[SET PROBLEM A]
Check each statement against the passage on Holy Week in Antigua. Answer yes or no, and quote the words that decide it.
(i) Antigua was Guatemala's capital until 1776, when an earthquake destroyed much of the city.
(ii) The Palm Sunday procession with live actors lasts less than two hours.
(iii) The palms made by locals in Antigua are plainer than palms in America.

══ SOURCE PASSAGE ══

The Guatemalan Passion of the Christ – Antigua, Guatemala

The Guatemalan Passion of the Christ
Antigua, Guatemala

The lent season is a special time in Latin America. The season begins with Carnival. Then the amount of activities decreases only to pick up in the week prior to Easter. There are many pageants, processions, and parades. The climax is during Holy Week (Semana Santa) with special days being Palm Sunday, Holy Thursday, Good Friday and Easter.

Central park in Antigua
Central park in Antigua
Antigua located in the southwest part of Guatemala is a good location to observe such activities. Antigua was the capital of Guatemala from 1543 until 1776 when an earthquake destroyed much of the city. The present capital, Guatemala City, is located less than 30 miles away. However, many people stay in Antigua because it is smaller (population of 30,000), less polluted, safer and more attractive. Central American capitals in general aren’t very attractive and many countries have a smaller, nearby city that is used as a tourist base.

Most of the Semana Santa festivities center around La Merced, the church where the processions commence. The intricate paper machete angels used for the procession floats are completed and stored in La Merced. Locals can find their assignment in the following day’s procession from workers inside the church. The locals also make elaborate palms that included roses, carnations, grains and other flowers. These compare favorably to palms in America, which are usually fairly plain. Many people congregate outside La Merced and sell these palms to tourists and locals alike. The anticipation and excitement level is high throughout the city as people prepare for the processions.

The sound of canon fire starts the festivities early on Palm Sunday. Many travel to La Merced to attend Palm Sunday mass. The first of two processions starts in Central Park shortly after the mass and includes live actors who reenact the life of Jesus. It lasts for over three hours, which is a long time, but a lot happened during the life of Jesus. A man on a horse leads the procession, blowing his seashell horn, followed by a group of dancing children dressed in white and purple. The actors are next, followed by a donkey, sheep, and finally the residents of Antigua. Even people that don’t know Spanish can understand the play by what miracle Jesus was performing. The stories of Mary Magdalene, Martha, and Lazerus are retold.

═══

[SET PROBLEM B] Copy out the entries below word for word, starting at the line that contains "Practice. Indicate each instance of the deer's black" and ending at the line that contains "x=794, y=600".

══ RECORDS TO USE ══

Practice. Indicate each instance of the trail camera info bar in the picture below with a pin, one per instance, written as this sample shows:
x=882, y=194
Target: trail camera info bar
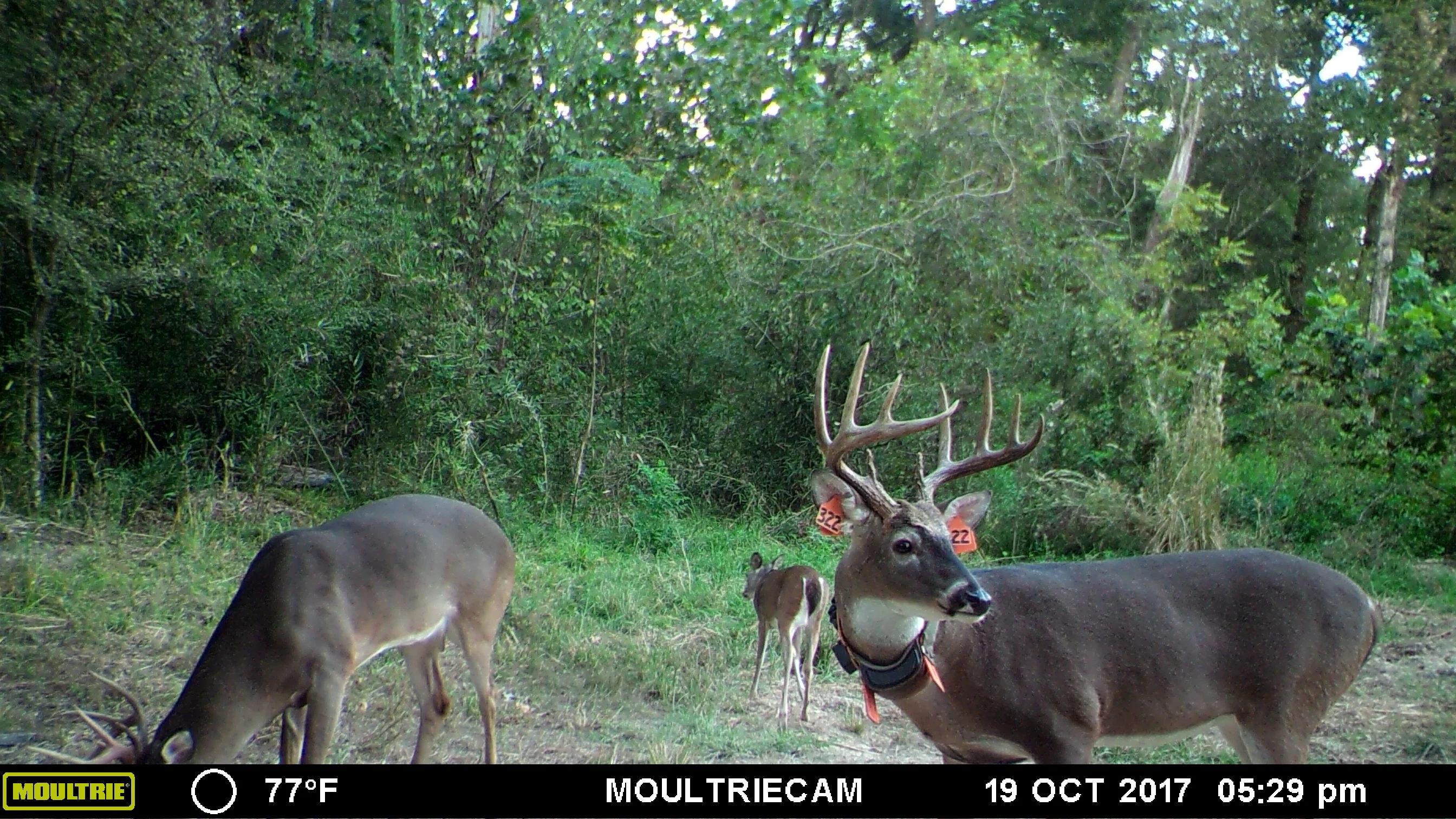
x=363, y=792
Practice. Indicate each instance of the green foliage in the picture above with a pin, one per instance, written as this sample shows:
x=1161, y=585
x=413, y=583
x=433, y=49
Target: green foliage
x=363, y=239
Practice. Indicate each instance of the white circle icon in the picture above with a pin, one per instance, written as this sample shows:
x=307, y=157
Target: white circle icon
x=229, y=799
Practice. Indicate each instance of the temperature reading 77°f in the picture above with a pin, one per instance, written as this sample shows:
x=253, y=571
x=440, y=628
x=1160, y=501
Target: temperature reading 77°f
x=325, y=786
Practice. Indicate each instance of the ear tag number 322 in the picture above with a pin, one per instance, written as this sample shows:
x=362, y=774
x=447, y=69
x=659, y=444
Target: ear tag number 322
x=832, y=518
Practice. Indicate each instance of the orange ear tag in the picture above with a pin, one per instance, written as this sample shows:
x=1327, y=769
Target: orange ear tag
x=963, y=538
x=870, y=704
x=832, y=518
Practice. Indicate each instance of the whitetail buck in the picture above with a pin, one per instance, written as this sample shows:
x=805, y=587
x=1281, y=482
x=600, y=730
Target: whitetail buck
x=1044, y=662
x=316, y=605
x=792, y=600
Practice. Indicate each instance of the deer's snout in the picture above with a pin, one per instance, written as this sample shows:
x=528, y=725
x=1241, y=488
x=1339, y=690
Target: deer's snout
x=968, y=598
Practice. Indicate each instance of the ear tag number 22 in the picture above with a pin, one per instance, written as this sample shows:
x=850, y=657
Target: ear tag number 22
x=832, y=518
x=963, y=538
x=830, y=521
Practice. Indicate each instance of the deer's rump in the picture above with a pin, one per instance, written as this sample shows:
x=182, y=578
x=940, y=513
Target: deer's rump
x=1142, y=647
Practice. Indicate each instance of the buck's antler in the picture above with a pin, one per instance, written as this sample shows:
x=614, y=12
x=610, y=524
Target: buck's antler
x=111, y=748
x=985, y=457
x=852, y=436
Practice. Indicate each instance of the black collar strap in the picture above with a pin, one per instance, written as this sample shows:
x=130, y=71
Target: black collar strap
x=880, y=678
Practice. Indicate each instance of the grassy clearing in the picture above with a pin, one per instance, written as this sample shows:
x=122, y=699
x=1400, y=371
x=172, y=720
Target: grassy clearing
x=627, y=640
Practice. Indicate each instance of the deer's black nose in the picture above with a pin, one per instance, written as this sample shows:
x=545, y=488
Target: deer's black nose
x=972, y=598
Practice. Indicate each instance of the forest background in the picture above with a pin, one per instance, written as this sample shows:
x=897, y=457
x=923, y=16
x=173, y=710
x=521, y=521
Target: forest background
x=577, y=261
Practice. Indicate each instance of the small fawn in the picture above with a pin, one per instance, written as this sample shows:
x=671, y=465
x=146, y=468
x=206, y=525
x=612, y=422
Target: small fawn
x=794, y=600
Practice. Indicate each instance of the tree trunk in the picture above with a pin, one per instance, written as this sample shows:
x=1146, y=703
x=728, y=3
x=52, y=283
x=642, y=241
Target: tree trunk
x=1123, y=72
x=487, y=22
x=1385, y=244
x=1178, y=172
x=1298, y=284
x=1440, y=235
x=34, y=435
x=925, y=27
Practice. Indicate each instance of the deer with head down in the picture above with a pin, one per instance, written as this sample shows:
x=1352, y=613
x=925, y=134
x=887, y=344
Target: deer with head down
x=1043, y=662
x=792, y=600
x=314, y=607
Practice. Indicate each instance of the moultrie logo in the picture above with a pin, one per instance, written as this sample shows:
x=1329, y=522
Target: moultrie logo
x=70, y=790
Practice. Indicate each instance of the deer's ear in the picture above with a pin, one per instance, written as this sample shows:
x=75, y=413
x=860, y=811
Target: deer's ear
x=178, y=748
x=970, y=509
x=828, y=487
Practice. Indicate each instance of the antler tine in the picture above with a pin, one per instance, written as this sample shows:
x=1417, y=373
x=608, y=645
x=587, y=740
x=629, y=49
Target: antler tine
x=985, y=457
x=985, y=444
x=58, y=755
x=101, y=732
x=852, y=436
x=117, y=723
x=136, y=712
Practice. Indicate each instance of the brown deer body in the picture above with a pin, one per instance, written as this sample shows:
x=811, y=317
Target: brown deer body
x=318, y=604
x=1044, y=662
x=794, y=601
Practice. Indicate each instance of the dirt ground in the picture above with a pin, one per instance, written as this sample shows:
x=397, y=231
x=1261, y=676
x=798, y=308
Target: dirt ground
x=1402, y=707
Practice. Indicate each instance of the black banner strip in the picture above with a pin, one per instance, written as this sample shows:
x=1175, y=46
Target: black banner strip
x=847, y=792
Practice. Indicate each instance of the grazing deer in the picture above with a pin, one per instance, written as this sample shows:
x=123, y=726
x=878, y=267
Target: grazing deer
x=316, y=605
x=1044, y=662
x=794, y=601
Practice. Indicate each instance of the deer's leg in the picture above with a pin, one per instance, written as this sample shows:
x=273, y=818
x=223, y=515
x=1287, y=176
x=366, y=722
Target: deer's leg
x=790, y=659
x=1270, y=741
x=290, y=741
x=758, y=665
x=1230, y=727
x=422, y=662
x=807, y=664
x=325, y=703
x=478, y=642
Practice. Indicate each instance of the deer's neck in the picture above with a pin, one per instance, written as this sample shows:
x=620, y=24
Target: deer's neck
x=225, y=701
x=875, y=630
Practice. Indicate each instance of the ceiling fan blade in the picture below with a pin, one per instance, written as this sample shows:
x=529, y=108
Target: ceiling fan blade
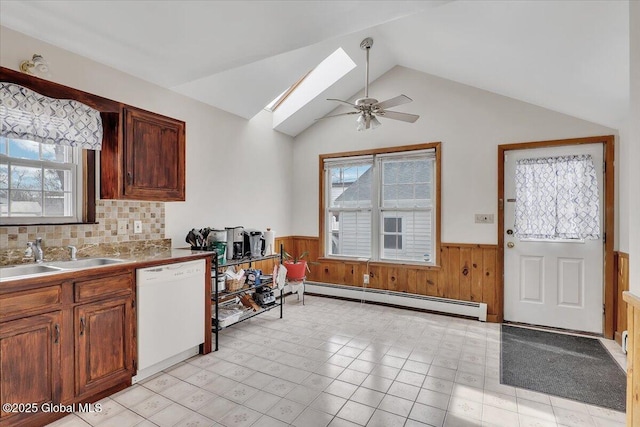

═══

[SOLUTION A]
(i) Yes: "Antigua was the capital of Guatemala from 1543 until 1776 when an earthquake destroyed much of the city."
(ii) No: "It lasts for over three hours"
(iii) No: "These compare favorably to palms in America, which are usually fairly plain."

[SOLUTION B]
Practice. Indicate each instance of the deer's black nose in the picture above with a pin, one per instance, written as this sample shows:
x=545, y=488
Target: deer's black nose
x=972, y=598
Practice. Indicate each instance of the forest background in the picture above with a pin, one per instance, written as this sample shows:
x=897, y=457
x=923, y=16
x=173, y=710
x=521, y=521
Target: forest background
x=577, y=261
Practice. Indicate each instance of the small fawn in the picture above with a pin, one per instance, written as this sample shows:
x=671, y=465
x=146, y=468
x=206, y=525
x=612, y=422
Target: small fawn
x=794, y=600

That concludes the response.